- **Text passage**
The Affordable Care Act After Six Years
The Affordable Care Act generates so much partisan heat and draws so much media attention that many people may have lost perspective on where this law fits in the overall health system.
The Affordable Care Act is the most important legislation in health care since the passage of Medicare and Medicaid. The law’s singular achievement is that 20 million people who were previously uninsured have health-care coverage. What sets the ACA apart is not only the progress made in covering the uninsured but also the role the law has played rewriting insurance rules to treat millions of sick people more fairly and its provisions reforming provider payment under Medicare. The latter is getting attention throughout the health system.

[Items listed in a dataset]
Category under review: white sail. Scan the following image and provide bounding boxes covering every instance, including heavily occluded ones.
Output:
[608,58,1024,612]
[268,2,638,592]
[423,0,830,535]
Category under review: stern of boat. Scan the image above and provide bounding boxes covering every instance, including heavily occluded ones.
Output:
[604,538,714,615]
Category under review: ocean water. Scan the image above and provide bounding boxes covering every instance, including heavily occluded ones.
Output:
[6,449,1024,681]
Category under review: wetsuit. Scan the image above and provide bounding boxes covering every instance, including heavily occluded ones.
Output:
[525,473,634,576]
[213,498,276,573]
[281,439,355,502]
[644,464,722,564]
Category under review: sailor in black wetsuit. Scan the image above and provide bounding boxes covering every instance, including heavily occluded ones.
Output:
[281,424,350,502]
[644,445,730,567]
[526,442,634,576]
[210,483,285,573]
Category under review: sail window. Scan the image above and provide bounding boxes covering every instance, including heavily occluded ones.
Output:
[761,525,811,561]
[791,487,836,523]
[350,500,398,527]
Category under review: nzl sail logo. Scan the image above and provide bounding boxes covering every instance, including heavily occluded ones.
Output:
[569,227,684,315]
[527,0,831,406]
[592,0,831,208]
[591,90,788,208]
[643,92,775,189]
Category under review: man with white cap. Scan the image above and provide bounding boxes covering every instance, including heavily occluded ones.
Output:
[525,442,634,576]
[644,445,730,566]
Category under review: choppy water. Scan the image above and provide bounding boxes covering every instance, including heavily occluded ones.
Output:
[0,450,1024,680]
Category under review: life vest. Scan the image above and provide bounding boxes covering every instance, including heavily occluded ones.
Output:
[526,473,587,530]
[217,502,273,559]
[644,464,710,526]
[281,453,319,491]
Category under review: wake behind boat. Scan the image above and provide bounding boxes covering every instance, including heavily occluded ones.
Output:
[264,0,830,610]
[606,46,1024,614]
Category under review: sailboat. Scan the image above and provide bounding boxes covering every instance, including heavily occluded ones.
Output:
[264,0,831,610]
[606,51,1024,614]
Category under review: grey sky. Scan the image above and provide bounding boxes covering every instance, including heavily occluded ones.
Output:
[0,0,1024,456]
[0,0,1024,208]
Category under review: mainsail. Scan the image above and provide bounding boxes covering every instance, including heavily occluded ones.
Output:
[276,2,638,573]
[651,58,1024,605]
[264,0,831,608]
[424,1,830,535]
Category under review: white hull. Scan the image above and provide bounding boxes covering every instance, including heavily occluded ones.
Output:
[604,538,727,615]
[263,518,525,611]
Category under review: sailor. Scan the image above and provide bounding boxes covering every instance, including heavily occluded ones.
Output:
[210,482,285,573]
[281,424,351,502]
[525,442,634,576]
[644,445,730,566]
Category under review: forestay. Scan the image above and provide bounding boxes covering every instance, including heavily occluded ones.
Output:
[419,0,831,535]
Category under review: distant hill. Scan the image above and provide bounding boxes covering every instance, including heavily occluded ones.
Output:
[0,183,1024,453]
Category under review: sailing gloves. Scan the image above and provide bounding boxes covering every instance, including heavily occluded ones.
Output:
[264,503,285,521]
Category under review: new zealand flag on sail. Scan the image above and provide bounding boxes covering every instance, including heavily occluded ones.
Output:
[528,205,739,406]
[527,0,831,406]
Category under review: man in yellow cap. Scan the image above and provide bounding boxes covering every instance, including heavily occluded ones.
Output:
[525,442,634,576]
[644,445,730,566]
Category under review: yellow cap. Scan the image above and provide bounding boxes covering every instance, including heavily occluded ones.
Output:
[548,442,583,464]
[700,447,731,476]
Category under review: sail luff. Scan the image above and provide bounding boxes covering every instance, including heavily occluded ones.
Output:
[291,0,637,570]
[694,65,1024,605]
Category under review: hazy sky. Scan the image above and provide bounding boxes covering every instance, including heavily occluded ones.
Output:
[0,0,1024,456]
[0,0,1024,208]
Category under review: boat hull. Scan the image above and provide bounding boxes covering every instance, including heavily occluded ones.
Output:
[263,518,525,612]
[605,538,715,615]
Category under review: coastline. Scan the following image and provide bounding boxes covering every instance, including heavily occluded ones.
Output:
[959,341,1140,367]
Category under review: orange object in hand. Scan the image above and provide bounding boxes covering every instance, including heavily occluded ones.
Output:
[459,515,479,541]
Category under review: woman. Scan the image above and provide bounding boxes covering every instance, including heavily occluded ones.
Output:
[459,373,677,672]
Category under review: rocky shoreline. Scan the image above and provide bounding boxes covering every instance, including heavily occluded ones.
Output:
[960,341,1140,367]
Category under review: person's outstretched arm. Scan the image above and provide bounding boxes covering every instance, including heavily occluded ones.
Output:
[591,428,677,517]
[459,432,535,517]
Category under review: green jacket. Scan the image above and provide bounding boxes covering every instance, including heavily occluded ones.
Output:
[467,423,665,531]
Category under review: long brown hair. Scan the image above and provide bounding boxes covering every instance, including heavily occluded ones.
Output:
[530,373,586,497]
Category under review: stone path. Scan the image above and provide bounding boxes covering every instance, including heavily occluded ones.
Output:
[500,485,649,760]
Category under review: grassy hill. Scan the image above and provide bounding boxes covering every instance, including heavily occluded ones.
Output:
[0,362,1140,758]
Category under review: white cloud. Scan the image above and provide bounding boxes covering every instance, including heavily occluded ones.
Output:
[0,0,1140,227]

- **Tasks to complete**
(1) Write out the Affordable Care Act passage word for word, beginning at "The Affordable Care Act is" and continuing up to and including "the health system.".
(2) According to the Affordable Care Act passage, how many previously uninsured people now have health-care coverage?

- **Answers for the exercise**
(1)
The Affordable Care Act is the most important legislation in health care since the passage of Medicare and Medicaid. The law’s singular achievement is that 20 million people who were previously uninsured have health-care coverage. What sets the ACA apart is not only the progress made in covering the uninsured but also the role the law has played rewriting insurance rules to treat millions of sick people more fairly and its provisions reforming provider payment under Medicare. The latter is getting attention throughout the health system.

(2) 20 million people.